• _Provided records_
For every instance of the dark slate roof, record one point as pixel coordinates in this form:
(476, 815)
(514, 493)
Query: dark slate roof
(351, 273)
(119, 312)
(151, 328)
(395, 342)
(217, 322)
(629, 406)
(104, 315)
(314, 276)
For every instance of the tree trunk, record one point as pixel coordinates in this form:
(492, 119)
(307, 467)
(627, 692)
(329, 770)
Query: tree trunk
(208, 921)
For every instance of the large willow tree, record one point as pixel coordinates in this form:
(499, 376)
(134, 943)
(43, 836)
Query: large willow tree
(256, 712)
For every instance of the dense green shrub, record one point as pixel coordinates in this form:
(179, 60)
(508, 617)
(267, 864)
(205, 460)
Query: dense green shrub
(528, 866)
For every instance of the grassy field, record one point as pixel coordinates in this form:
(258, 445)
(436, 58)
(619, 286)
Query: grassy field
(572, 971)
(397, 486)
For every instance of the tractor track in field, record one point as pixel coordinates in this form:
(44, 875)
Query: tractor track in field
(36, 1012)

• _Problem to work on_
Extract, verbatim, the lines from the one containing "For every instance of the tree" through the last line of the listing above.

• _Result below_
For every instance of the tree trunk, record one point as pixel coordinates in this form:
(492, 119)
(307, 467)
(627, 692)
(329, 770)
Query: tree trunk
(208, 921)
For every instance of the large willow tree, record one point as pixel coordinates in this form:
(499, 376)
(134, 943)
(43, 836)
Query: large willow tree
(256, 712)
For every instance of the dense green shrub, record one point as pixel coordinates in this form:
(179, 60)
(508, 617)
(267, 864)
(205, 460)
Query: dense green shrub
(528, 866)
For every instance of the grassy field, record one point as pixel coordinates in this form:
(258, 445)
(436, 58)
(619, 286)
Query: grassy field
(572, 971)
(397, 486)
For every instance of the tractor track in field, record one point as pixel coordinates in this form:
(44, 875)
Query: tractor track in field
(36, 1012)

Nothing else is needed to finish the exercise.